PROVIDED TEXT:
══════════
I doubt you are getting those prices directly from Giant. Most likely you are getting them from a retailer (like Home Depot) or a contractor. Many times you will find that they are all the same tank. The difference is an extended warranty being offered by the retailer. If they called it an extended warranty no one would buy it, but when they tell you it is a better tank (which it is not) many people buy it. It is uncanny. They do no research. They just believe them, since it must be the case, since one is significantly higher priced then the other. Sure that proves it.

I found this out when I looked up a model number I had. I had the cheap one of course, but on the manufacturers website they had a model number and a manufacturers model number. I wondered why they would have two different model numbers, with the real one, not even on the tank itself, and then it hit me. I checked out all the specs and everything I could find on the various model numbers and found out that the two tanks were identical, as far as the manufacturer was concerned. They added a new set of model numbers for the retailer so that the average customer could not easily figure this out. 

Anyway, If you take the $120 difference between the $480 and $360, you will never recoup that from the warranty. It does NOT cover labour, so you will be doing all the work. The only parts that can break are a couple of elements or thermostats. Both easy to replace and maybe $40 or $50 and I have personally never had one fail...and good luck getting them to pay for it if it does. A neat marketing scam but certainly not worth it.

So, buy the cheap one.

I will add, that in my research, I was doing it on Rheem tanks sold at Home Depot. I suspect all the manufacturers are probably doing this same scam, since as you can see the profit benefit to the retailer is huge. In your case the high priced one might have an extra magnesium anode rod, but the bottom two are almost certainly the identical tank.


----------



## Just a Guy (Mar 27, 2012)

I will also point out that these are very low margin products. The one I bought at the store, with all the discounts, actually sold for less than wholesale according to my plumber.


----------



## Mortgage u/w (Feb 6, 2014)

OptsyEagle said:


> I doubt you are getting those prices directly from Giant. Most likely you are getting them from a retailer (like Home Depot) or a contractor. Many times you will find that they are all the same tank. The difference is an extended warranty being offered by the retailer. If they called it an extended warranty no one would buy it, but when they tell you it is a better tank (which it is not) many people buy it. It is uncanny. They do no research. They just believe them, since it must be the case, since one is significantly higher priced then the other. Sure that proves it.
> 
> I found this out when I looked up a model number I had. I had the cheap one of course, but on the manufacturers website they had a model number and a manufacturers model number. I wondered why they would have two different model numbers, with the real one, not even on the tank itself, and then it hit me. I checked out all the specs and everything I could find on the various model numbers and found out that the two tanks were identical, as far as the manufacturer was concerned. They added a new set of model numbers for the retailer so that the average customer could not easily figure this out.
> 
> ...
══════════
DATASET ENTRIES:
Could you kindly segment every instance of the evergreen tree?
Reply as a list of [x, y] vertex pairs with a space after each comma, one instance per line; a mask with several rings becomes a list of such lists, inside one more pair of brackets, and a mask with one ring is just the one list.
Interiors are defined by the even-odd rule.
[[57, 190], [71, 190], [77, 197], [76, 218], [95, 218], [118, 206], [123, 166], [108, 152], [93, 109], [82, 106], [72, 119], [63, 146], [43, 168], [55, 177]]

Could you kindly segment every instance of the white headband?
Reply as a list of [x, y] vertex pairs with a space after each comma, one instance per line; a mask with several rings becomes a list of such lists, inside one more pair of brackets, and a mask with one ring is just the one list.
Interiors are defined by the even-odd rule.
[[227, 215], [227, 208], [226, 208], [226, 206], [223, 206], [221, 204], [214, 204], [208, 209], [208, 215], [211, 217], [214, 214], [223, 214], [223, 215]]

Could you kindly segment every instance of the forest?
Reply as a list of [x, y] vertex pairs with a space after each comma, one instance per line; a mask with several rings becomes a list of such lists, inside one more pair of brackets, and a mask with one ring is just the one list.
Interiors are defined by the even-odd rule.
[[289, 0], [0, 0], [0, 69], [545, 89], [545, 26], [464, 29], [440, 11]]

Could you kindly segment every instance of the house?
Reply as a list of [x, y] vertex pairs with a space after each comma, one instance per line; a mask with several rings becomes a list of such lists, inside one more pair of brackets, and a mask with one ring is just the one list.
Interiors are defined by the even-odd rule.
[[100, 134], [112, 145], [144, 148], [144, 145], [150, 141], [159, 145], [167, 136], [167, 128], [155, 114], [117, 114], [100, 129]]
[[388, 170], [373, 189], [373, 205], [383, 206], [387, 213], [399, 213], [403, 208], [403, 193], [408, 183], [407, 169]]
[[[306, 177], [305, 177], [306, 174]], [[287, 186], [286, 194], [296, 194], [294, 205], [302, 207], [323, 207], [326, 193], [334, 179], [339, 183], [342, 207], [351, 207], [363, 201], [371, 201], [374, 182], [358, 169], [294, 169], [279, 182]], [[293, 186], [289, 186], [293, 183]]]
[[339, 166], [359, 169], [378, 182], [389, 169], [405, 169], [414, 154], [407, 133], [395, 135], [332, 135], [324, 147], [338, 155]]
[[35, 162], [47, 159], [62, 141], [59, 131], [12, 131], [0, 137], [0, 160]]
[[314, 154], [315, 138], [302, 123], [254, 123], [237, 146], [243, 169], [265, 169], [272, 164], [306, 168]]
══════════
List every dollar amount in the water heater thread. The rows come from a different source than the water heater thread.

SOLUTION TO THIS PROBLEM: $120, $480, $360, $40, $50